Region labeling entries
= = = =
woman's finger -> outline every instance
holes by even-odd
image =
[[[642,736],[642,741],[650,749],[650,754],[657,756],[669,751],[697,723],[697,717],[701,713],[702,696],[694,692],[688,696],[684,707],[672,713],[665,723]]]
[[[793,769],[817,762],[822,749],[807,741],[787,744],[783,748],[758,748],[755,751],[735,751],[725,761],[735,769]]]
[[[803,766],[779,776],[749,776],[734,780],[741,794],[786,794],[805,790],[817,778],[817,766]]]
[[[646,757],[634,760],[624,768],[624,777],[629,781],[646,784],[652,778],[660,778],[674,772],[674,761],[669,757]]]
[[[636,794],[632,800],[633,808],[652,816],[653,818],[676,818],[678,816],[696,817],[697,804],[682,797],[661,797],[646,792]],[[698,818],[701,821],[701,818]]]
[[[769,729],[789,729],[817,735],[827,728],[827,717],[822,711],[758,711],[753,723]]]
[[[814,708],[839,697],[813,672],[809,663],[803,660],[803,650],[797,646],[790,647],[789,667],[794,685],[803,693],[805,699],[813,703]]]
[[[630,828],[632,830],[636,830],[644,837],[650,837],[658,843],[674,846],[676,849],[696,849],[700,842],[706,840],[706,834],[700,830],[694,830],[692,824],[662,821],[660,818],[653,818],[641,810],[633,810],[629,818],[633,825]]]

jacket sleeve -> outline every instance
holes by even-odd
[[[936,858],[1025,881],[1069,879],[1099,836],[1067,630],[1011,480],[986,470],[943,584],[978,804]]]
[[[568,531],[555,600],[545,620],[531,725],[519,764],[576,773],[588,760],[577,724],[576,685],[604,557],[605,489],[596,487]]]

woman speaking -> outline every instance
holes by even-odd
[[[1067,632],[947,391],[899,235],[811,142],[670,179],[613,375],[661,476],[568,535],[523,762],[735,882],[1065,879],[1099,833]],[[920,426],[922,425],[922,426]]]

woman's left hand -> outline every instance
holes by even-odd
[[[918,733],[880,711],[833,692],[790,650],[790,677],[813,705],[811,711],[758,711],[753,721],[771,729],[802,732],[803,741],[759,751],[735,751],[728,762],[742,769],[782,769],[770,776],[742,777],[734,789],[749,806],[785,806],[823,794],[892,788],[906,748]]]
= = = =
Exercise: Reproduce verbatim the lines running from the line that contains "woman's left hand -> outline every instance" through the end of the records, both ends included.

Solution:
woman's left hand -> outline every instance
holes by even-odd
[[[918,733],[880,711],[833,692],[790,650],[790,677],[813,705],[811,711],[758,711],[753,721],[771,729],[802,732],[803,741],[759,751],[735,751],[728,762],[742,769],[782,769],[770,776],[742,777],[734,789],[749,806],[785,806],[823,794],[892,788],[906,748]]]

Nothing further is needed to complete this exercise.